> _Data extract_
════

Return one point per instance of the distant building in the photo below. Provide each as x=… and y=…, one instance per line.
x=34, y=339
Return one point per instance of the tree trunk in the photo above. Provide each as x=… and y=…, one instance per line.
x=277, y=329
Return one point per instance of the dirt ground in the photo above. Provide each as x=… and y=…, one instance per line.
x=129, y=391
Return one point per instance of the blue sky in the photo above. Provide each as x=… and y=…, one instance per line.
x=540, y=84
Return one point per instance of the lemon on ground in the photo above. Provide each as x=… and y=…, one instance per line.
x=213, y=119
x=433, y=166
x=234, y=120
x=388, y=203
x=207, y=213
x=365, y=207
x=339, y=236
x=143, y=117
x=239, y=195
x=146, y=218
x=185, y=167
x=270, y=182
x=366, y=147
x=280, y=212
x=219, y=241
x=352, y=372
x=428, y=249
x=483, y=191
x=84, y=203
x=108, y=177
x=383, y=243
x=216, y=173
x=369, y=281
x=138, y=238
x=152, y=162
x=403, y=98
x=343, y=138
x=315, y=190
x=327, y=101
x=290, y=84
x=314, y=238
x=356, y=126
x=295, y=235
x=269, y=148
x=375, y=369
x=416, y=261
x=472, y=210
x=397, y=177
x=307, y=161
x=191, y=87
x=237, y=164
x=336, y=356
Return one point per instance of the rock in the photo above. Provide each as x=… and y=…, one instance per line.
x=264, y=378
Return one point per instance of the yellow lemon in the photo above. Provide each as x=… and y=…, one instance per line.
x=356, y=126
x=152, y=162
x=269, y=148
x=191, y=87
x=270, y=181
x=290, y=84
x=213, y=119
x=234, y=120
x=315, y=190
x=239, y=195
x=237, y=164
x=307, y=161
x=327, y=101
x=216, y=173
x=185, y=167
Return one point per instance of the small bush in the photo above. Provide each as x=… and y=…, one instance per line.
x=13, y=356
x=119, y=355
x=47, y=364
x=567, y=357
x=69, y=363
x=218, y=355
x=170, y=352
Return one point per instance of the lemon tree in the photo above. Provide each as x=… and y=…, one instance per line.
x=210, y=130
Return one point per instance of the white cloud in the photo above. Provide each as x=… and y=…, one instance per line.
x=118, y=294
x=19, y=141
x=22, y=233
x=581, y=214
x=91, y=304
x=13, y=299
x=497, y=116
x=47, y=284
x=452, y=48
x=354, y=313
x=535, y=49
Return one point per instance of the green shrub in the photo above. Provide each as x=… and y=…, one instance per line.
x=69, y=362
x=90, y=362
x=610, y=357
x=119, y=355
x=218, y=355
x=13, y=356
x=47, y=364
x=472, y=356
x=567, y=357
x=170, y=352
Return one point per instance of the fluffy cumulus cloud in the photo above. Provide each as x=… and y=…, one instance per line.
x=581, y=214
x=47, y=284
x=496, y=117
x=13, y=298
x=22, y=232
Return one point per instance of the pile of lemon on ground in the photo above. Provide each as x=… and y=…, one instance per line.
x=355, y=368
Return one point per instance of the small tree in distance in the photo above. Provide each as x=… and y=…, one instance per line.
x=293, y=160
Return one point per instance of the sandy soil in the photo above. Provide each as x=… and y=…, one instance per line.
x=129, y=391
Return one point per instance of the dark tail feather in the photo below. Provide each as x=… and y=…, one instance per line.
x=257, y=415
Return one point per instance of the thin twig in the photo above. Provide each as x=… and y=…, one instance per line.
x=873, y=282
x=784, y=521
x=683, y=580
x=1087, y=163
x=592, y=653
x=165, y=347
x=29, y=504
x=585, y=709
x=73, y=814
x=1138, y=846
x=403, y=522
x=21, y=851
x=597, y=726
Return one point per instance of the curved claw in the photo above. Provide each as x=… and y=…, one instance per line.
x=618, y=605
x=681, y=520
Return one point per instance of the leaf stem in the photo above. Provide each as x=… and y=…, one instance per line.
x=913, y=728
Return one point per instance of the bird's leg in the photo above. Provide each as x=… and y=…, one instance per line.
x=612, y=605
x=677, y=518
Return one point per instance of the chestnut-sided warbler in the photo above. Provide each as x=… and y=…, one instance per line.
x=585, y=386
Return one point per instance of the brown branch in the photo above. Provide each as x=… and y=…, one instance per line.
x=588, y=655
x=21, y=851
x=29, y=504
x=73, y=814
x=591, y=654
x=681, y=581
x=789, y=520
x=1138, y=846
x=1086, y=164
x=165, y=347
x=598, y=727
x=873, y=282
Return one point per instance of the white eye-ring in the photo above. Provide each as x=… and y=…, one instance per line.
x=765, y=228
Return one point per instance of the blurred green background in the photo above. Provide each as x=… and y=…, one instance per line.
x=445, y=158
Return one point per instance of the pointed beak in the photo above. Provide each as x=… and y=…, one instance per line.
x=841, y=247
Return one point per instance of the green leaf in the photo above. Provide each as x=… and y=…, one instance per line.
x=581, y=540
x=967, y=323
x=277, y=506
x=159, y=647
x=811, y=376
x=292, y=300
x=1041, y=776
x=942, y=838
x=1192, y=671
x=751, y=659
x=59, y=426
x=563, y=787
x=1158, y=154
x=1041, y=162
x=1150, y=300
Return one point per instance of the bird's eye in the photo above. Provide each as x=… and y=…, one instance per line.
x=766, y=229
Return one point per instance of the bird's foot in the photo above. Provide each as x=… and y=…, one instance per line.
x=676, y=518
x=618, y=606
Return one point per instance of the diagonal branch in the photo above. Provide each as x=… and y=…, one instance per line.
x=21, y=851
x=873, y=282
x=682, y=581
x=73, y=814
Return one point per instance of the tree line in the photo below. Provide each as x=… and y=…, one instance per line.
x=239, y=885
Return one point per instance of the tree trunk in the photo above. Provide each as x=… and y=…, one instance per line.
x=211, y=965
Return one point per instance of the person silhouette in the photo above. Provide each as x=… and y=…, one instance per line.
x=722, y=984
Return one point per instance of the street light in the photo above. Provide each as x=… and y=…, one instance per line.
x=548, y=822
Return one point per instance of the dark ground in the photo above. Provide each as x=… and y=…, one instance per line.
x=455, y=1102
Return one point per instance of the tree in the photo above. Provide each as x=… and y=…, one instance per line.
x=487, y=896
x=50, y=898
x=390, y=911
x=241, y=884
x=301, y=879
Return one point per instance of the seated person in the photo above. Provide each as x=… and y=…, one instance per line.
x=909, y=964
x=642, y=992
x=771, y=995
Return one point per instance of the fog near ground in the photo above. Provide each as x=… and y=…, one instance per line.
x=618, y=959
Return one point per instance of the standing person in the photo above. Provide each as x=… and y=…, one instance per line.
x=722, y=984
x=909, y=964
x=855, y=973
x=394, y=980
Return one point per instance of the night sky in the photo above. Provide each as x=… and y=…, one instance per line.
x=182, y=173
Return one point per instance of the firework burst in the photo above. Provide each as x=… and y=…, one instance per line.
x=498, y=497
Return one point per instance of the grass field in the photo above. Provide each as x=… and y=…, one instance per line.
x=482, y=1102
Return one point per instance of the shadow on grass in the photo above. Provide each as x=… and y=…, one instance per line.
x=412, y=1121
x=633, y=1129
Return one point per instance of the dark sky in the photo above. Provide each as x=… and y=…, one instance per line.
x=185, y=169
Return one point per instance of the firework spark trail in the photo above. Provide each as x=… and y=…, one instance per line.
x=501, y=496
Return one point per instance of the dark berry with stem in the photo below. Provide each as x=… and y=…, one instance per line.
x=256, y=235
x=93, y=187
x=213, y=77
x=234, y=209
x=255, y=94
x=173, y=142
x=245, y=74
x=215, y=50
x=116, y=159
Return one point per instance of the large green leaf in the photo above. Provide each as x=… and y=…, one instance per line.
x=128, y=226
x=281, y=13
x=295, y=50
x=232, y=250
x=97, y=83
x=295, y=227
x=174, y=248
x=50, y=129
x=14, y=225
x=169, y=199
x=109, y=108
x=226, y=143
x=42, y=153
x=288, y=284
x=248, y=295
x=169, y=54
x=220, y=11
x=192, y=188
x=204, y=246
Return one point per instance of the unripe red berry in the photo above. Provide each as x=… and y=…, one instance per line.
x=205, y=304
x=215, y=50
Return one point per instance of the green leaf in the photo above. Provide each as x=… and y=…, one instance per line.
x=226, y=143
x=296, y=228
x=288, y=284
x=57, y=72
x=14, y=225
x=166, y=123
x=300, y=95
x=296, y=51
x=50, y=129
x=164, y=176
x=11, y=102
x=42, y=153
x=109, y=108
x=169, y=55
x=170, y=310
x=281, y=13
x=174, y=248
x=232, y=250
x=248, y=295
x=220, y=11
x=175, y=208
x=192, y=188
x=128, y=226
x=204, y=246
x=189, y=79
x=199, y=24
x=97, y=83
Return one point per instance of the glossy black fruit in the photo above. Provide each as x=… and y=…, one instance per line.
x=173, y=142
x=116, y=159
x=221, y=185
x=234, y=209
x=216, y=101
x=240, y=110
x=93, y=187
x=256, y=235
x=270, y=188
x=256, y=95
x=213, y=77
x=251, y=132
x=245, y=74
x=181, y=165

════

> _What you should do_
Can you rewrite the listing from the line with "Return one point per instance of the dark ground" up to and including the line with "x=185, y=169", putting "one instance on each line" in place of "one instance per line" and leaving everything else unchanged?

> _Exercise output_
Return one point per instance of the dark ground in the photo above. Provide each as x=… and y=…, one instance on each line.
x=455, y=1102
Return one point per instance of the tree in the photo above. Provide each as x=… and y=…, one instance on each line.
x=487, y=896
x=50, y=898
x=390, y=911
x=241, y=884
x=301, y=879
Return one point per instance of the seated person in the photo above. Provide each as x=… and y=…, one instance on each line.
x=909, y=964
x=642, y=992
x=771, y=995
Return one point per instance of the fog near ground in the photo above. Provide each as x=… and y=…, one instance on each line.
x=618, y=959
Return one point per instance of the standing person in the photo above. Provide each as x=… and y=…, one instance on each line.
x=722, y=984
x=909, y=964
x=855, y=973
x=394, y=980
Return one point per instance of the night sky in the photo above. Provide each as x=… and y=…, one instance on each line.
x=182, y=173
Return one point per instance of the firework burst in the photo above. Provide each as x=… and y=…, one instance on each line.
x=498, y=497
Return one point per instance of the grass field in the photo above. Provide each as x=… and y=…, one instance on each line.
x=482, y=1102
Return one point per instance of the shadow on grass in the photo above. Provide each as x=… and y=…, one instance on each line.
x=412, y=1121
x=633, y=1129
Return one point per instance of the dark sky in the photo above. Provide each as x=… and y=…, one instance on each line.
x=185, y=169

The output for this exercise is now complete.